[Opening RECORDS FOR PROCESSING section]

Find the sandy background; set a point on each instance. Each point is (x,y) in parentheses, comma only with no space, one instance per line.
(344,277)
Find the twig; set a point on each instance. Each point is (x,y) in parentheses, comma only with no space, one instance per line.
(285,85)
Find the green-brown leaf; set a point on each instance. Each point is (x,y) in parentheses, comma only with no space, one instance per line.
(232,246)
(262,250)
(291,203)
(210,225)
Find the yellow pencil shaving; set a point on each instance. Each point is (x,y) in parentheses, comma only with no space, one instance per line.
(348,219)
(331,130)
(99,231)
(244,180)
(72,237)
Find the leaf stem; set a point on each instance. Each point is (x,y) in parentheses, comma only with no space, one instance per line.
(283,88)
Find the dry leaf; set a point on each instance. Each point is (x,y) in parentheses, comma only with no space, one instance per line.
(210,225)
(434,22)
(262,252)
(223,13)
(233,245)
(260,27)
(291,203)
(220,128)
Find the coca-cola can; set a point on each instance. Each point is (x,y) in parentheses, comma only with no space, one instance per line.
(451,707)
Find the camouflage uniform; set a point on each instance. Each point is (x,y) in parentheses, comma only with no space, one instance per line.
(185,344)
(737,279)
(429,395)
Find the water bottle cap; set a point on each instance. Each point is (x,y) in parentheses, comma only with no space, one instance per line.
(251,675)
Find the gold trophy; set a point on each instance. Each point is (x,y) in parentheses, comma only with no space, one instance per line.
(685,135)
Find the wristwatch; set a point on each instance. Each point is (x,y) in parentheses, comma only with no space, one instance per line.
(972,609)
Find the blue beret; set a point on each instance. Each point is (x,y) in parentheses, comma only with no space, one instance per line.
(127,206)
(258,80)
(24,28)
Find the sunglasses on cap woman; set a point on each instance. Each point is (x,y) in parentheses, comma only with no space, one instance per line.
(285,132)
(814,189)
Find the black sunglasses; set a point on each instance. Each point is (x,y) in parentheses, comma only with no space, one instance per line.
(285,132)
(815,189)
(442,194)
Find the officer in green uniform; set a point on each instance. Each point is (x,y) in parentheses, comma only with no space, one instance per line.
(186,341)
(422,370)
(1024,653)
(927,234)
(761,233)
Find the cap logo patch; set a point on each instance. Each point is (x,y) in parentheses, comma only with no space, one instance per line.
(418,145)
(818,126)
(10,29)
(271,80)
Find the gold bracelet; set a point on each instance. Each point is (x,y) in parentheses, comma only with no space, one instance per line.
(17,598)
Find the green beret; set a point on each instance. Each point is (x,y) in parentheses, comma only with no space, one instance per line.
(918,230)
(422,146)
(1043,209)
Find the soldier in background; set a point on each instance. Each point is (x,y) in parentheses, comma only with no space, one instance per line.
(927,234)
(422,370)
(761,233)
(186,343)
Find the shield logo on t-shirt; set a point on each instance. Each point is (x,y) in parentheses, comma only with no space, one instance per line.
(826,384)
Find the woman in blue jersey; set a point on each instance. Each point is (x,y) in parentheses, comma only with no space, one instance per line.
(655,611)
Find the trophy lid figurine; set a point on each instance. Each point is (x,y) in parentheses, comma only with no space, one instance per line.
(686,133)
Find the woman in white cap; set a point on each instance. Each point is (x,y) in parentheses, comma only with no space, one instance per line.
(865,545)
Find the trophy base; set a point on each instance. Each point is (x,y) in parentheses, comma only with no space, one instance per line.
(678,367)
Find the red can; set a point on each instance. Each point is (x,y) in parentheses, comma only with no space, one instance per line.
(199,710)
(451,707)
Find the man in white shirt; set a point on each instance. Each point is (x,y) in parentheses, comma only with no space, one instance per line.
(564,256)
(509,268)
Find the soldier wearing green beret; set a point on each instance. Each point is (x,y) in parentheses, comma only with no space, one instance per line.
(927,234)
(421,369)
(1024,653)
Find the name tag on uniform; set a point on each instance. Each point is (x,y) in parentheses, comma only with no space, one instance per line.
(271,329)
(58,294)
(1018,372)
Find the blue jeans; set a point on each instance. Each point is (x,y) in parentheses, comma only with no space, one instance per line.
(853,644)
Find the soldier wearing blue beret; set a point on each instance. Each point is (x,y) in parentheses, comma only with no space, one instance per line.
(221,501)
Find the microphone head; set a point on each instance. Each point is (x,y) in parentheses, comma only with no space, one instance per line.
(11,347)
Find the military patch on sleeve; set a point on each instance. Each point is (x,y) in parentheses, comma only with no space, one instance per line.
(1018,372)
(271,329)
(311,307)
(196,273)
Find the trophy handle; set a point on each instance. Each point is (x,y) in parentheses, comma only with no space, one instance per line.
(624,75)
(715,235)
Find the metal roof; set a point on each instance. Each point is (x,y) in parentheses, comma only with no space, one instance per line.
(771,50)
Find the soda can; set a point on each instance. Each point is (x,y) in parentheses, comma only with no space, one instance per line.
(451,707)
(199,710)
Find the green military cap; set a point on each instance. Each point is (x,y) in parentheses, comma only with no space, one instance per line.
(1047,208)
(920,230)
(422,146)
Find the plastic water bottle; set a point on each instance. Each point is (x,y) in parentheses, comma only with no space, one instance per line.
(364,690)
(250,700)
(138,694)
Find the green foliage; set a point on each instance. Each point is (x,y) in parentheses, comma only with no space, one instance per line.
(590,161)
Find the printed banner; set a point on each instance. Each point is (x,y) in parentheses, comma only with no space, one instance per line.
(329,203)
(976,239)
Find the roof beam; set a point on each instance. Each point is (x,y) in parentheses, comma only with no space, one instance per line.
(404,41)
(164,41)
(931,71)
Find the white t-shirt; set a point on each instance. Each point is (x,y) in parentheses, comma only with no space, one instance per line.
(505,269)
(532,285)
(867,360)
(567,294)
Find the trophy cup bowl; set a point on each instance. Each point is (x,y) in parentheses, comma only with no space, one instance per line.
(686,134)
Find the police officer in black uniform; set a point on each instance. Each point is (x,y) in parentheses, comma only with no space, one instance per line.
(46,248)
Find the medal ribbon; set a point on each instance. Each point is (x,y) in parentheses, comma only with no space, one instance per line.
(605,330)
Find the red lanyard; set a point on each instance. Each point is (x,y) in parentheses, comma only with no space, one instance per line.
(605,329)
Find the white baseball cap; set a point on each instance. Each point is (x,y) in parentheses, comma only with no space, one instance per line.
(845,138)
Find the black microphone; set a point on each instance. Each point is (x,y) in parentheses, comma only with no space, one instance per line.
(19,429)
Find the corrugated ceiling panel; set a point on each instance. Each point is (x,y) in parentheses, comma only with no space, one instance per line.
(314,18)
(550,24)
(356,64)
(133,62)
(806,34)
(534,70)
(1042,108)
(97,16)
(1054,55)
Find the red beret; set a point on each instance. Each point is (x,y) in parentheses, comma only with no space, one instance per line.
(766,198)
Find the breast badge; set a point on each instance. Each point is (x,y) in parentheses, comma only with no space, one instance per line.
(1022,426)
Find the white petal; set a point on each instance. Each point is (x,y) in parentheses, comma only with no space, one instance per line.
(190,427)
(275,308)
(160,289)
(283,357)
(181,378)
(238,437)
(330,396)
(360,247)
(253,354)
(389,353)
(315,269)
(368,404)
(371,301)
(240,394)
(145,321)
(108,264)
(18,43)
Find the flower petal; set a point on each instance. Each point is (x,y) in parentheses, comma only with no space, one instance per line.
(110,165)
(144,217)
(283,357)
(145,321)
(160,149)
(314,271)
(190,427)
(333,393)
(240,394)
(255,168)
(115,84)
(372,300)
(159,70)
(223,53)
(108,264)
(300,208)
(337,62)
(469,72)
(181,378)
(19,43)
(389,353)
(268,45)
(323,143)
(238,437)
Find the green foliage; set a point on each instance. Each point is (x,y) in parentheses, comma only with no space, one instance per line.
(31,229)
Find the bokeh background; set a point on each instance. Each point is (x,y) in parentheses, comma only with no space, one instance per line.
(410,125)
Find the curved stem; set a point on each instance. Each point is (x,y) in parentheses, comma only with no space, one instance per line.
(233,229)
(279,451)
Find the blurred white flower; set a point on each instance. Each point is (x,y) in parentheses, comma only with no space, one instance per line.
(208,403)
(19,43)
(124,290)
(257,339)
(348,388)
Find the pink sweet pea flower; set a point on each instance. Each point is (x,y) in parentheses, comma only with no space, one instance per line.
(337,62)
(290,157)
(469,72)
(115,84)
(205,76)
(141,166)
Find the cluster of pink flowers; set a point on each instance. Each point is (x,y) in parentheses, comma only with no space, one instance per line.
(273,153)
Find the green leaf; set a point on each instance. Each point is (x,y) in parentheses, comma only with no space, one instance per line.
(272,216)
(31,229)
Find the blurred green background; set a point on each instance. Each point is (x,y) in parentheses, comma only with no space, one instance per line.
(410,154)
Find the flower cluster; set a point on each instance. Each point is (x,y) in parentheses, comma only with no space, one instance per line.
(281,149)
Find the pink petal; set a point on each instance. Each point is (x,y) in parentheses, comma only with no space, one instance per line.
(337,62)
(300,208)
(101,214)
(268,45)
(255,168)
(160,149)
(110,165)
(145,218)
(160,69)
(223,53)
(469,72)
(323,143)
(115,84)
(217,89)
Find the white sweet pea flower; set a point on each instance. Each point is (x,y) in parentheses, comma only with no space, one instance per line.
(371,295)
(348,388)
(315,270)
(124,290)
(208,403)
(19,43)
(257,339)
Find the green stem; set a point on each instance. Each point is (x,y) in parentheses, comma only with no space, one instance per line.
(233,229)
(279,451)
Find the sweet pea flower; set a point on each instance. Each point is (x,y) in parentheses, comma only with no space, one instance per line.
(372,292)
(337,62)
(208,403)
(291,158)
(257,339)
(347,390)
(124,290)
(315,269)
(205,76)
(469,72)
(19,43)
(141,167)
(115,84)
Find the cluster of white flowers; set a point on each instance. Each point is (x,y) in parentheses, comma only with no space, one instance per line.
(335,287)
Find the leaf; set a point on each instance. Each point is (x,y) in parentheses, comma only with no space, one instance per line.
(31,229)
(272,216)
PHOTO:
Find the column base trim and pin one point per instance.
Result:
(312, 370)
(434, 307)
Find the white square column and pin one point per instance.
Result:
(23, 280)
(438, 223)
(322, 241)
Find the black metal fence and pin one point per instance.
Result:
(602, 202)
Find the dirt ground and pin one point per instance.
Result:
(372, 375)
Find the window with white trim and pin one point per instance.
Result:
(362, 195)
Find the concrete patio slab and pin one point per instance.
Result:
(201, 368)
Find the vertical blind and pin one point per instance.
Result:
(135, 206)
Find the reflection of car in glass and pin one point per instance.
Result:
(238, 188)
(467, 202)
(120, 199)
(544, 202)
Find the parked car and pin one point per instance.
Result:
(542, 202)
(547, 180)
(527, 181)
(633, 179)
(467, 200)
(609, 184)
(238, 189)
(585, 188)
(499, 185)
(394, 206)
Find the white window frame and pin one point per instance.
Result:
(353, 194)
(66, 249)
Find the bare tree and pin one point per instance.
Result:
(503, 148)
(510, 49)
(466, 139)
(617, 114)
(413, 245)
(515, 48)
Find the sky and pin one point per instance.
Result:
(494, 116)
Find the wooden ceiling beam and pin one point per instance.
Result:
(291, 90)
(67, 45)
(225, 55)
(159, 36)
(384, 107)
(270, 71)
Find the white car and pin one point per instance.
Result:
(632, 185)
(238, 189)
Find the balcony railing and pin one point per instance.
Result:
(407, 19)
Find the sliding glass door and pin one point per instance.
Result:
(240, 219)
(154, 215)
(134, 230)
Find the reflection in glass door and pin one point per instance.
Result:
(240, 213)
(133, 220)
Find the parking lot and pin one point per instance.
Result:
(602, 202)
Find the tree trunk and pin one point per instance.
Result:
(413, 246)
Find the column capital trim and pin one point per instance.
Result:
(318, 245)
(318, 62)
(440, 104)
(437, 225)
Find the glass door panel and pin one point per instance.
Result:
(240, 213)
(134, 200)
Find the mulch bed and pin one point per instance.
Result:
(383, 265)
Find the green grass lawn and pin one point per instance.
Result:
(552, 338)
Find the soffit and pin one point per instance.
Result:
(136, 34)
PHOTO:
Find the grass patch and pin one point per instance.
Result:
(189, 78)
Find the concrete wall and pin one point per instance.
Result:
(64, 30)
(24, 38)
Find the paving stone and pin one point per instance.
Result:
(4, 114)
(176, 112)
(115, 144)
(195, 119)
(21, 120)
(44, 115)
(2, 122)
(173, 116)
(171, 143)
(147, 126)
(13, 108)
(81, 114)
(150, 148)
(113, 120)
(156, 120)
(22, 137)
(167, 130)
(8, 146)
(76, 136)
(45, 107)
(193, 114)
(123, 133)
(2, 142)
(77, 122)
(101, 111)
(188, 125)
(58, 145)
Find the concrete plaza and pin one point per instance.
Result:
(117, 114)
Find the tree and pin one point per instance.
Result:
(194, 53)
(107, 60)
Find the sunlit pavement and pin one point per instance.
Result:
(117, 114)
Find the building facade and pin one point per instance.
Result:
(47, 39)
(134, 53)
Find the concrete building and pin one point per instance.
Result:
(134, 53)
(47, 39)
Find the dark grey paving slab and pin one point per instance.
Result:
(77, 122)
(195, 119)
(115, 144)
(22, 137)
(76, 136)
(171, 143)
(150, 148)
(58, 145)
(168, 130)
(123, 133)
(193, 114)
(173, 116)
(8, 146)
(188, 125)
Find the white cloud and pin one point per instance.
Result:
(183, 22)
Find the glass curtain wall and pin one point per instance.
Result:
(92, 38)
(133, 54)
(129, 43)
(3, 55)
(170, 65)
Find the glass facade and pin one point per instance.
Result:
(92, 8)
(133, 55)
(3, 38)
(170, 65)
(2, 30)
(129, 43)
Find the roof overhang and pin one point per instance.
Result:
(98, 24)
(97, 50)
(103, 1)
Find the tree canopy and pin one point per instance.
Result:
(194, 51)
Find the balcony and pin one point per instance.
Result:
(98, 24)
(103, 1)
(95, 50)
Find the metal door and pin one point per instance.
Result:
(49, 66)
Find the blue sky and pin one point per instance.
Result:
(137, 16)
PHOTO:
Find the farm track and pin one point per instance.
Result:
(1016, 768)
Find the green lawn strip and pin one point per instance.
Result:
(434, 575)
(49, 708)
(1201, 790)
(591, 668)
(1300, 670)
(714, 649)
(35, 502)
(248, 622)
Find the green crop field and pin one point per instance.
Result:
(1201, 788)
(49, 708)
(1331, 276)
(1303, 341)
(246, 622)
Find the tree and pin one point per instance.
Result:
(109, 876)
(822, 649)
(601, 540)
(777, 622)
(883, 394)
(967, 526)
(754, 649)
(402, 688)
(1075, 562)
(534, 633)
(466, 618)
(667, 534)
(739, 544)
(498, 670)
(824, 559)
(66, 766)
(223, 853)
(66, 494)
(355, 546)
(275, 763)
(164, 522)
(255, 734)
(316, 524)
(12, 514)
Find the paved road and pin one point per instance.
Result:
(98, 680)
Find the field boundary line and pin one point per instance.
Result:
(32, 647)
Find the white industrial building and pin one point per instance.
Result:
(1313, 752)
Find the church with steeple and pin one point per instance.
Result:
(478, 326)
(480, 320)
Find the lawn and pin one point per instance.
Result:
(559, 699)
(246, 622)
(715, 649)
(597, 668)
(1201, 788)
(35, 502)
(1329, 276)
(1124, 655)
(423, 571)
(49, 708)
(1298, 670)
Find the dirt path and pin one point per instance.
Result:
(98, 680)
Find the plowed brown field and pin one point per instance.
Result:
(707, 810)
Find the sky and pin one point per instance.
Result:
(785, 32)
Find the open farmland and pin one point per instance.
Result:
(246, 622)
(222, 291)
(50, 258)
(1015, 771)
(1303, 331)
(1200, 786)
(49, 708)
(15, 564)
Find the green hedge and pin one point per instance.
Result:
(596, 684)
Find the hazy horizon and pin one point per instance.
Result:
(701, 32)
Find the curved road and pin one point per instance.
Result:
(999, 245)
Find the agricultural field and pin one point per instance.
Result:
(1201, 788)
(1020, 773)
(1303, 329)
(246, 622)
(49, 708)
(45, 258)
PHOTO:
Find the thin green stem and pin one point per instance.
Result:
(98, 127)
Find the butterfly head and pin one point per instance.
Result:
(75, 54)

[Closing RECORDS FOR PROCESSING section]

Leave out every line above except those from the line with "Find the balcony and" up to and including the line with "Find the farm", and copy those exactly.

Find the balcony and pin one point per instance.
Result:
(98, 24)
(103, 1)
(95, 50)
Find the metal door and pin one point per instance.
Result:
(49, 66)
Find the blue sky and pin one point per instance.
Result:
(137, 16)
PHOTO:
Find the farm track and pin one point per instance.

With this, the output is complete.